**What you are asked to do**
Which lines of the records below contain the string "basket"? Gather each of them, treating uppercase and lowercase as different.

[Stored entries]
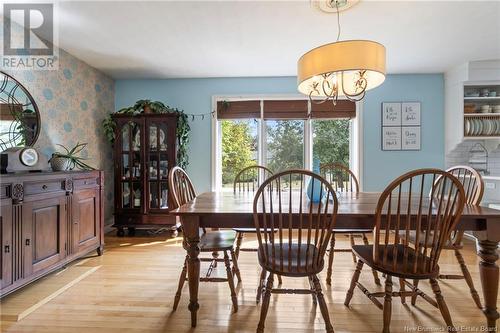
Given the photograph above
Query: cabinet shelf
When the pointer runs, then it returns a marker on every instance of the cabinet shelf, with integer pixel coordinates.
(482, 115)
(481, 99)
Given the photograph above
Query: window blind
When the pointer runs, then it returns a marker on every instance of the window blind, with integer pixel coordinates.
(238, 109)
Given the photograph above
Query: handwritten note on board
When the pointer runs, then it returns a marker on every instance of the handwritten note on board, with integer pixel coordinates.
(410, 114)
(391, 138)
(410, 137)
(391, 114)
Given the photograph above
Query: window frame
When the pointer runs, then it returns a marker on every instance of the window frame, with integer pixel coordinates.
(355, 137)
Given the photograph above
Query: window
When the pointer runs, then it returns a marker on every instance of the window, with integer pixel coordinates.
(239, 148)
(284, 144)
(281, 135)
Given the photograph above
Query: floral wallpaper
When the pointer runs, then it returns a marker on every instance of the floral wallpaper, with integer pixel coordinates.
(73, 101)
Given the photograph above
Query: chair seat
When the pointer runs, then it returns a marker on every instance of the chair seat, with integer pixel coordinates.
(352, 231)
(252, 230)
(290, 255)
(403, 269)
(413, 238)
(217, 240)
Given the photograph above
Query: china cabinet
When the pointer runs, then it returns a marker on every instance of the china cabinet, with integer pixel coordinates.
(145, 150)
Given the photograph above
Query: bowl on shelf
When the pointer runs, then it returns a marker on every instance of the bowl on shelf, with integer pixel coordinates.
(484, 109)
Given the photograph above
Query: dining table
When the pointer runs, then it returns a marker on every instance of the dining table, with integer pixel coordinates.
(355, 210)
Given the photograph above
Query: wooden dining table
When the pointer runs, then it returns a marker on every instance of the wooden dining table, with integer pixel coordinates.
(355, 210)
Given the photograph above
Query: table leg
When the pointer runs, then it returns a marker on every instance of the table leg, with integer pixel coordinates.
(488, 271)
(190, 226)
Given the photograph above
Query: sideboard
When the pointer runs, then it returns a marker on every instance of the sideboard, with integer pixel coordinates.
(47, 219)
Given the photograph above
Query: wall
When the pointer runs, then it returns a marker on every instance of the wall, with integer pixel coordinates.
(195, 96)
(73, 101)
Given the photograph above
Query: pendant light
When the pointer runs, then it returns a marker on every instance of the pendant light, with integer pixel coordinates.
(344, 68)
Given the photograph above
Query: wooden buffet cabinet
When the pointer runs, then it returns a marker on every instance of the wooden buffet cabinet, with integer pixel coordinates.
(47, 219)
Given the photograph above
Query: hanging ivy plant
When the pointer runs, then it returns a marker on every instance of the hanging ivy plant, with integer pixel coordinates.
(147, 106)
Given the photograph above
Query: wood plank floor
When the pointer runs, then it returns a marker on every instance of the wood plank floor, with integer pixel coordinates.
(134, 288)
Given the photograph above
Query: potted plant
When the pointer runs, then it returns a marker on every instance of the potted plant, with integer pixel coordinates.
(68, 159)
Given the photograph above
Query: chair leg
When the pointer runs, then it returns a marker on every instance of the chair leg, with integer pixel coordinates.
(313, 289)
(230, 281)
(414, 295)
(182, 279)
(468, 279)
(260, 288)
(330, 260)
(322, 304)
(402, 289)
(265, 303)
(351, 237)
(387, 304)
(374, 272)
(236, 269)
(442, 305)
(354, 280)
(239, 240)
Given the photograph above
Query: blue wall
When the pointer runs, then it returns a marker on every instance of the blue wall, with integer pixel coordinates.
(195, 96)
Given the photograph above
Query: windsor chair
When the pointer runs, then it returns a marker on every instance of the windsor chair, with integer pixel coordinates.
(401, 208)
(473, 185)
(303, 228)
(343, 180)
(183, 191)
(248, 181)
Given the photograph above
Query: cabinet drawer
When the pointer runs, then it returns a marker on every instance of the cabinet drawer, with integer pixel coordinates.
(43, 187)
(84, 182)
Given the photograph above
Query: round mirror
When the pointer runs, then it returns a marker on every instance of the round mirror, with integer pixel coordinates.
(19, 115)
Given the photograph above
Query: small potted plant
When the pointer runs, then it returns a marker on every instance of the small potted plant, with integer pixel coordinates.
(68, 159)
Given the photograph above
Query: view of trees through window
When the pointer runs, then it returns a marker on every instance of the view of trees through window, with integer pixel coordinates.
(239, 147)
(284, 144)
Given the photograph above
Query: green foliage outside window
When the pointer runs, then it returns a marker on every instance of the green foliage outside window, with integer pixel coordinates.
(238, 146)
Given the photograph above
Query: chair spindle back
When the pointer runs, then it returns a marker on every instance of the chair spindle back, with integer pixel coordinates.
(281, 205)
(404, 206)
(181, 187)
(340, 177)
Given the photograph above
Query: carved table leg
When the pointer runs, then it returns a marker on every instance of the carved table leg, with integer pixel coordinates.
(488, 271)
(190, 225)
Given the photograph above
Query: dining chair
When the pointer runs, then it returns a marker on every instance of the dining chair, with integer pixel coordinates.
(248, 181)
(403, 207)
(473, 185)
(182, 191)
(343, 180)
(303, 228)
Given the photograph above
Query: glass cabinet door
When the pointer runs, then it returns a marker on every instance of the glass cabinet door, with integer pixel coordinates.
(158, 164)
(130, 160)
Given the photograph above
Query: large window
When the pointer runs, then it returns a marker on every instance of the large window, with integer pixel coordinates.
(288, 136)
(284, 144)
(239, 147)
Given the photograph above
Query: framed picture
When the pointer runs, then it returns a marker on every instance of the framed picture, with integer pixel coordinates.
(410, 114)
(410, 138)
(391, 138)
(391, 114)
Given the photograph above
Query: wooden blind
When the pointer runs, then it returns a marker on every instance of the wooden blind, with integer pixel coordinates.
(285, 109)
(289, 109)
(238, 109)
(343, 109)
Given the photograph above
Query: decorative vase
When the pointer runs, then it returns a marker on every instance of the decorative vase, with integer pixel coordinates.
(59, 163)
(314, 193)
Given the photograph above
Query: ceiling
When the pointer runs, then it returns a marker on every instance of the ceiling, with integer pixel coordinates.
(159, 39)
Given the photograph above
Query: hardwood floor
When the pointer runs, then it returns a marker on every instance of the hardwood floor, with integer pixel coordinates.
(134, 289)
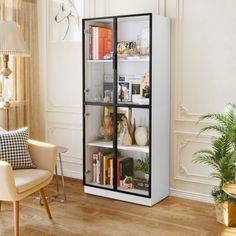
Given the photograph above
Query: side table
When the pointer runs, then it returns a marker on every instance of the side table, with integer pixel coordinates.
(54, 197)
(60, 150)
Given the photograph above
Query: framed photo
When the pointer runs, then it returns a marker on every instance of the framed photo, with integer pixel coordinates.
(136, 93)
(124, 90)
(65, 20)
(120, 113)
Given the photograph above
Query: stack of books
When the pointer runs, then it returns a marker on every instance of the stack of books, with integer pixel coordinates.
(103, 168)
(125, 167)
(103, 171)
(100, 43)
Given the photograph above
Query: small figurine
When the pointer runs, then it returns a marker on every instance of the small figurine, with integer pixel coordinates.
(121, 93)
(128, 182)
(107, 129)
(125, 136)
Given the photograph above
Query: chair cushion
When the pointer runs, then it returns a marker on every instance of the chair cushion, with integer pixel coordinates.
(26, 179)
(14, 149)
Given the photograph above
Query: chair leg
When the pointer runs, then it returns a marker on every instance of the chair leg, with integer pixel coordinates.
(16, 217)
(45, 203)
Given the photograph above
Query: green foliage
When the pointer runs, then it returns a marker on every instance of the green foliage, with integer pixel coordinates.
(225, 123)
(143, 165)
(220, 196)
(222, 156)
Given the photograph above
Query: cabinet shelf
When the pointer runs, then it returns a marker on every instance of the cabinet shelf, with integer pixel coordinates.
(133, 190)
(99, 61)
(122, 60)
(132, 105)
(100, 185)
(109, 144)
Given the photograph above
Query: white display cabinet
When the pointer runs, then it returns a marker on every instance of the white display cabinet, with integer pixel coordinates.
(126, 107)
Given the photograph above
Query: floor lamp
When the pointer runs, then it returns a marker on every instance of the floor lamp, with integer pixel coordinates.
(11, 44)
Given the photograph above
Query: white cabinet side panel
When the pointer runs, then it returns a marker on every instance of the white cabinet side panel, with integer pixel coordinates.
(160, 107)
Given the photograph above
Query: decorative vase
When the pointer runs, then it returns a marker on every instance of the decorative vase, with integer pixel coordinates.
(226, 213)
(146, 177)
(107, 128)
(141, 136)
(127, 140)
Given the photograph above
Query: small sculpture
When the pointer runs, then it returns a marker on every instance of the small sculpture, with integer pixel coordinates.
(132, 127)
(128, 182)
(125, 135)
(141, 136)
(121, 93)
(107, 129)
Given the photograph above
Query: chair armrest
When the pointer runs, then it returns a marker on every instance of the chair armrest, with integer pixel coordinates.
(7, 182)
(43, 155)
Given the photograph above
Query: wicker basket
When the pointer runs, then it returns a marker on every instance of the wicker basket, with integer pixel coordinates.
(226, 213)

* * *

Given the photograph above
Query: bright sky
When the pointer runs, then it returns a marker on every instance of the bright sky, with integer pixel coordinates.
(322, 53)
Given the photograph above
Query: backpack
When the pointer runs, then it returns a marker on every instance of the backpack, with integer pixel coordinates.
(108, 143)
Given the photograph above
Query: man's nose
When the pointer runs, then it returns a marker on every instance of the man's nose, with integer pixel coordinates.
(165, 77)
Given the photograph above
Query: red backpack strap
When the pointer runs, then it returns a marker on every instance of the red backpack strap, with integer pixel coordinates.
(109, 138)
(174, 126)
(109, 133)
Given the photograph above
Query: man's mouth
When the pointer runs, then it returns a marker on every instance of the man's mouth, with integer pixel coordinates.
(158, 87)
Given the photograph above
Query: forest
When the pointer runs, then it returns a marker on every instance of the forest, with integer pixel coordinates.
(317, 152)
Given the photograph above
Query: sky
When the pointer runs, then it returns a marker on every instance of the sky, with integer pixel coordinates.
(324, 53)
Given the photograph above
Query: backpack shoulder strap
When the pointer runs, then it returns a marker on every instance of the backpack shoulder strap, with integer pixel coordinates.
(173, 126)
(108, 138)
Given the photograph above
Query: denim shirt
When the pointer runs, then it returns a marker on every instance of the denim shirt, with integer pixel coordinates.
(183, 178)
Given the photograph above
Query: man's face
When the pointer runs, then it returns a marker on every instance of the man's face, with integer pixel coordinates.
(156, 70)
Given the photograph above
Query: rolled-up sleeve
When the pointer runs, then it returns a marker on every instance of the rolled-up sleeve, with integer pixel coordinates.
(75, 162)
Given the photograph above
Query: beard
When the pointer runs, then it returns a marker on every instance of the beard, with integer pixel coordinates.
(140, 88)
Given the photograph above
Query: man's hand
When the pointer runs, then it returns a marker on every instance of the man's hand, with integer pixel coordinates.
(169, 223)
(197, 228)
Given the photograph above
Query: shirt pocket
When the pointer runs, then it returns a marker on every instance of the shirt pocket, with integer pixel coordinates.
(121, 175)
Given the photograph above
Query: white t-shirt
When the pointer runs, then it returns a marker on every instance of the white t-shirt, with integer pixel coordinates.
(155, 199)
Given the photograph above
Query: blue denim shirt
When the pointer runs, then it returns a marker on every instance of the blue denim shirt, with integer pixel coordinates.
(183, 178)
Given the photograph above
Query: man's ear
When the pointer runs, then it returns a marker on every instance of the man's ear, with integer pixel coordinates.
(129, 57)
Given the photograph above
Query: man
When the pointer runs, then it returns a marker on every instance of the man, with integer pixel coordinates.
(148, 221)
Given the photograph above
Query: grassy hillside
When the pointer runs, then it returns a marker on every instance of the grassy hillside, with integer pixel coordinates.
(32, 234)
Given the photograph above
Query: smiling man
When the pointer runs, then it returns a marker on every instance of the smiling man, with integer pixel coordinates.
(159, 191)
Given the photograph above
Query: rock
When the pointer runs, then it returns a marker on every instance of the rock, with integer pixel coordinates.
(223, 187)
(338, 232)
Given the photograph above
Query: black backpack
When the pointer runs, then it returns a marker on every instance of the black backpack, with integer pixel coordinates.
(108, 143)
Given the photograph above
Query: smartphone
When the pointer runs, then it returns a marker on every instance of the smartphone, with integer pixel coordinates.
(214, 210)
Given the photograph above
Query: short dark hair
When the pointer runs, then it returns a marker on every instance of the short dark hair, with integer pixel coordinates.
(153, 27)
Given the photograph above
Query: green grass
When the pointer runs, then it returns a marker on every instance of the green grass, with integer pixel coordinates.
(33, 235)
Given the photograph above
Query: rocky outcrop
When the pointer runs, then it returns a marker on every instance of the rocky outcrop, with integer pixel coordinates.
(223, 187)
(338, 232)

**Answer to the problem**
Query: wicker basket
When the pointer runs, then it returns a marker on every instance of the wicker basket, with integer pixel coordinates.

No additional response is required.